An ecosystem model for holistic student experience in higher education

Nan Bahr, November 12, 2020

Introduction

In this paper, I reflect on the desperate need for a backbone, a framework, for attending to holistic student experience in higher education. This emerges from my observation that although various elements of a University community proudly proclaim that they attend to student experience, rarely do they connect beyond their specialist siloes. This results in a general misunderstanding of the combined effects of their actions on the holistic student experience.

I have been prompted to consider what belongs in a discussion of student experience, and what should not, and I propose a model for drawing those things that matter together into the same handbag. Then I propose a four-branch ecosystem that depicts the forces that contribute to a positive student experience. This may provide a common language and shared vision to grow a greater sense of unity across an institution and prompt a greater sense of holistic positive student experience.

Background

Many higher education institutions strive to be “one university,” rather than a conglomerate of diverse and distinct bits, that is, they seek to be the opposite of a multiplicity or even an amalgamation. Their goal is often to create a holistic student experience. Their dream is for a unification of purpose across the institution.

The challenge they face is that Universities often comprise a suite of segregated ultra-specialised portfolios and work units. As a result, there is typically a siloed and isolated approach to work unit identification and work planning. The potential for overlapping interests between these elements can be misunderstood and missed. Pragmatically this fuels considerable duplication and therefore redundancy of services. Most importantly, rather than pulling in the same direction to unify the student experience, there is a multiplicity of perspectives on best practice for positive student experience at play at the one institution. The confused students sit as the meat in the sandwich.

........

■ **ACTIONS TO TAKE**:
- A) Transcribe the paper on holistic student experience from "An ecosystem model" up to and including "the holistic student experience.".
- B) Pick up the paper on holistic student experience after its final sentence and carry it forward.
The data on this page have no connection to the paper on holistic student experience.

........

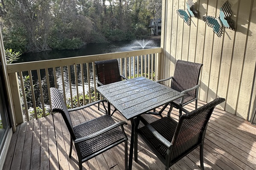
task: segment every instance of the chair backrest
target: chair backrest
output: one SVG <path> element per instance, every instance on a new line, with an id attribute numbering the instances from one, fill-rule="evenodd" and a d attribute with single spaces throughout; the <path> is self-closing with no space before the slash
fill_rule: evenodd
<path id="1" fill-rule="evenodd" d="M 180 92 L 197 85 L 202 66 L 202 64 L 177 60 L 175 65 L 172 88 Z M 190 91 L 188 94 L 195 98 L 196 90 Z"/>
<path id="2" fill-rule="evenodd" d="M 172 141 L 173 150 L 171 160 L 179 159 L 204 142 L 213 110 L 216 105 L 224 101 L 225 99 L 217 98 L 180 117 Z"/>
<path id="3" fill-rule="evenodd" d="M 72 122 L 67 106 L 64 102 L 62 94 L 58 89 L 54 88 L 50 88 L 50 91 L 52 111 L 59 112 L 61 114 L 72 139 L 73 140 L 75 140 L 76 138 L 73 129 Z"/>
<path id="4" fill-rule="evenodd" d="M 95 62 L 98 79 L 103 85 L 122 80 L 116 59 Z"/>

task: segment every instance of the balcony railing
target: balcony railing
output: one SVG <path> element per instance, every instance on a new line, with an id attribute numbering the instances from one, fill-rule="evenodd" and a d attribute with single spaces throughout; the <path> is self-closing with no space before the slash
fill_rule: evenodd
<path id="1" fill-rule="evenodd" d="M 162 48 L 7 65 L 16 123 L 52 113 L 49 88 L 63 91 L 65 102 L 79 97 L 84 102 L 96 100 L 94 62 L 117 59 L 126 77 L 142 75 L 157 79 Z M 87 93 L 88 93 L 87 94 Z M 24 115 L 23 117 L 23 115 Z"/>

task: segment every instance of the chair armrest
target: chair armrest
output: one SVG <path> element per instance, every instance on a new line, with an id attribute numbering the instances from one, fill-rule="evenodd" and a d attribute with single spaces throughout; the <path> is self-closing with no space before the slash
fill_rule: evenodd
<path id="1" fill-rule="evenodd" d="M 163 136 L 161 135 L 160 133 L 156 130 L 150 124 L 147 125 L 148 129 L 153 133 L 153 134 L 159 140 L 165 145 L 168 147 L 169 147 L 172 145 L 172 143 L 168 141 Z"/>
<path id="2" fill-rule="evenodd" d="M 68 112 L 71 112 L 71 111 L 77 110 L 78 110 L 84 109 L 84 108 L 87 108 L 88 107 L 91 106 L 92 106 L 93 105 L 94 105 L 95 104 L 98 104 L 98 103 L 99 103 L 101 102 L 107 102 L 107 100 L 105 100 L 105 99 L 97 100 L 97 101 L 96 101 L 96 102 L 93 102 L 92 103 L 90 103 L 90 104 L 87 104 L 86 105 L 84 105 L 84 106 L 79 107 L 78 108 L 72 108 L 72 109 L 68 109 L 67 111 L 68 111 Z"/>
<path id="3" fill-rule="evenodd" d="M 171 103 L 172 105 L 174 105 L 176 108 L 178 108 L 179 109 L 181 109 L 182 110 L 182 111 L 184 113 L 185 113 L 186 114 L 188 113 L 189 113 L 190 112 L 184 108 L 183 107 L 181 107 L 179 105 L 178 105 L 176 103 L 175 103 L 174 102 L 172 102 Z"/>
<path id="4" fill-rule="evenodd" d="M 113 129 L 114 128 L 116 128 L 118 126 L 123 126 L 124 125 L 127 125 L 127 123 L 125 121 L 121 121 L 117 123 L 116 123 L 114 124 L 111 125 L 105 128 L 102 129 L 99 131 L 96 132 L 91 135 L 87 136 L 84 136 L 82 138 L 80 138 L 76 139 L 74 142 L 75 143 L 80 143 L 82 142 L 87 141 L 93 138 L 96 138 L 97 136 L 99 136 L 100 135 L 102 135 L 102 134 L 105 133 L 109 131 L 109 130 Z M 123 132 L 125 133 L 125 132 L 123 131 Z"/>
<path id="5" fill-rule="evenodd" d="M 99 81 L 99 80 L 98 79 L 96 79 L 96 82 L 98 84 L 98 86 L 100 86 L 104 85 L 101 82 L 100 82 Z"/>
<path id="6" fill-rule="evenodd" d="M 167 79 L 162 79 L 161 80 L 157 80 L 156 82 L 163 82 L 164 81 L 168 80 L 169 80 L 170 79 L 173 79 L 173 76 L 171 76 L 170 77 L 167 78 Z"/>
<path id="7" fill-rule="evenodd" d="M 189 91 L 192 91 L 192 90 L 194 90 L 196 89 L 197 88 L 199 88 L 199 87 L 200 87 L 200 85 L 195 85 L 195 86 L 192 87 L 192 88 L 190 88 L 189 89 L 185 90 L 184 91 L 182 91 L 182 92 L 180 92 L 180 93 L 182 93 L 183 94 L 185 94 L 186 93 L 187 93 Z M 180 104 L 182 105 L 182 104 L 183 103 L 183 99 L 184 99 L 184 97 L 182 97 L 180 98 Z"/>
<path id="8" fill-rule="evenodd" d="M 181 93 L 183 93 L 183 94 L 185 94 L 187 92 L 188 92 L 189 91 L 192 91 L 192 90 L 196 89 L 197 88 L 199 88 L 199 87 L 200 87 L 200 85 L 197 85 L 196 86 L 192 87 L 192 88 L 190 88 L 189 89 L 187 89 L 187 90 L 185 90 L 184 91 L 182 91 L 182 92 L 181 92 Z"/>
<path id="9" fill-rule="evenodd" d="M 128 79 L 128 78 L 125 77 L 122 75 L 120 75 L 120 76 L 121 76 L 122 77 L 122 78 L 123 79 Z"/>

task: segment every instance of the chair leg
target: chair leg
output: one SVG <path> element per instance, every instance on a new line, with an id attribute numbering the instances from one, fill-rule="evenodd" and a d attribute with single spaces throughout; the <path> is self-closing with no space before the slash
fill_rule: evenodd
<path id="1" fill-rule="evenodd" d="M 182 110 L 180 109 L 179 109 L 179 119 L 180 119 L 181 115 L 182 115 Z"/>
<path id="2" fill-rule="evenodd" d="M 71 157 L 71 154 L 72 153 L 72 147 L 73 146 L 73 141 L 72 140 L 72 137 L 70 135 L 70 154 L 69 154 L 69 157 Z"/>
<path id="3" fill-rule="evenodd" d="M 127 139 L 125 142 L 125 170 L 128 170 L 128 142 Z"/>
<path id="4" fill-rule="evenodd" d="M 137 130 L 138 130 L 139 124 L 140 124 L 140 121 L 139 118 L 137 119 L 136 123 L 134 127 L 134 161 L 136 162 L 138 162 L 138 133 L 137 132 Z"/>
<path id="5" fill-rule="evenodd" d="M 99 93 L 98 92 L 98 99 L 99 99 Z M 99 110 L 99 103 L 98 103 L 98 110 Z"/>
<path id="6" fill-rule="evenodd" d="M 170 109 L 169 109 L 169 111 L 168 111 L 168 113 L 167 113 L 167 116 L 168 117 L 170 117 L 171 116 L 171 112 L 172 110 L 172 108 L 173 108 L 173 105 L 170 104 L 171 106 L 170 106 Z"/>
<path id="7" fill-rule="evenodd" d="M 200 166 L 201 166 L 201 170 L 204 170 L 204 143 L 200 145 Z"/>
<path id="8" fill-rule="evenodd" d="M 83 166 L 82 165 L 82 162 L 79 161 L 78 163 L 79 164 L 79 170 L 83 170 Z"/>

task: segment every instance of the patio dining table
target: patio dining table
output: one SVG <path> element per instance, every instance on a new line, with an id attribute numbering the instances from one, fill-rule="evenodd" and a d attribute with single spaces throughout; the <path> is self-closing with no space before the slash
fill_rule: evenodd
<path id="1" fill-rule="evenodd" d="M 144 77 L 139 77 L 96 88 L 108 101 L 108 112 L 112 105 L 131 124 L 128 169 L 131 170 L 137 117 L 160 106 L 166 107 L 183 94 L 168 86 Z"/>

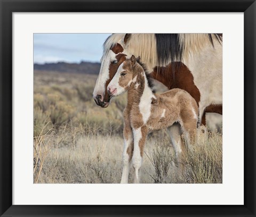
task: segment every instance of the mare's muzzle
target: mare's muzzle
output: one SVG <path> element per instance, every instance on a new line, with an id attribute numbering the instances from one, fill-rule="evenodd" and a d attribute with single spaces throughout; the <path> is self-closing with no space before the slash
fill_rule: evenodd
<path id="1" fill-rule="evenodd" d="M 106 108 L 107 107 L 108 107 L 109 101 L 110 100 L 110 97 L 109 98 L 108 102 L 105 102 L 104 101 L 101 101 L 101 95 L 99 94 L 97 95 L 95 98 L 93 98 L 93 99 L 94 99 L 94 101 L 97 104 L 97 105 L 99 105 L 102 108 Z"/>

........

■ **ANSWERS FOR THE TASKS**:
- A)
An ecosystem model for holistic student experience in higher education

Nan Bahr, November 12, 2020

Introduction

In this paper, I reflect on the desperate need for a backbone, a framework, for attending to holistic student experience in higher education. This emerges from my observation that although various elements of a University community proudly proclaim that they attend to student experience, rarely do they connect beyond their specialist siloes. This results in a general misunderstanding of the combined effects of their actions on the holistic student experience.

- B)
In Australia, It does not help that “student experience” is a performance metric for government subsidy and for brand identification, and so appears as an important KPI for most University portfolios, separately. One very important metric for KPIs is the annual profile of student experience provided by an annual and national survey of students, lovingly referred to as QILT (Quality Indicators for Teaching and Learning). The types of things that contribute to the annual QILT results in the Overall Student Experience category are as diverse as the state of facilities, library resources, instructional quality, teacher/student ratios, accessibility of course staff, and administrative efficiency. The government provides other additional data as indicators for student experience, including: attrition/retention, completion rates, graduate employment rate, and graduate salaries. Much like the meaning of life, the universe and everything as discussed in the classic fictional work “Hitch hikers Guide to the Galaxy” the answer to the question of  “Student Experience” could be 42, and the meaning would be just as easily decipherable. So “student experience” has become quite nebulous as a concept: but a highly prized goal.

What’s in and what’s out

First, we need to decide what the term “student experience” ought to conjure for the stakeholders and players in this game. I suggest, it ought to refer to the quality of the student’s engagement with the designed learning and teaching offerings in a program of study, that is, their “academic experience”. So, I propose that it’s about the authenticity and alignments between curriculum, pedagogy and assessment, and the student’s sense of achievement of expected and desired learning outcomes. If that’s the case, then the first tranche of eliminations from the “student experience” handbag are facilities, library physical resources, administrative efficiency, completion rates, graduate salaries. That’s not to say that these things are not important. I just suggest that they muddy the waters when trying to understand student experience in their academic program, their academic experience. I take these in turn.

What’s out

Facilities. It’s nice to be in salubrious environments, but the bar doesn’t actually need to be that high to enable most programs of study efficiently. On the hierarchy of needs, we are pitching for clean, tidy, safe and relevant (i.e., industry standard equipment). Given the huge numbers of students who engage with their programs on-line, this aspect might already be completely irrelevant for many.

Library physical resources. We have turned up the dial on online resources and most people are comfortable in a minimalist study environment or in their pyjamas at home anyway. I refer back to clean, tidy, safe and relevant. Many students attend the library to get some peace and quiet, access wifi, meet up with peers. The local coffee shop might even fit the bill.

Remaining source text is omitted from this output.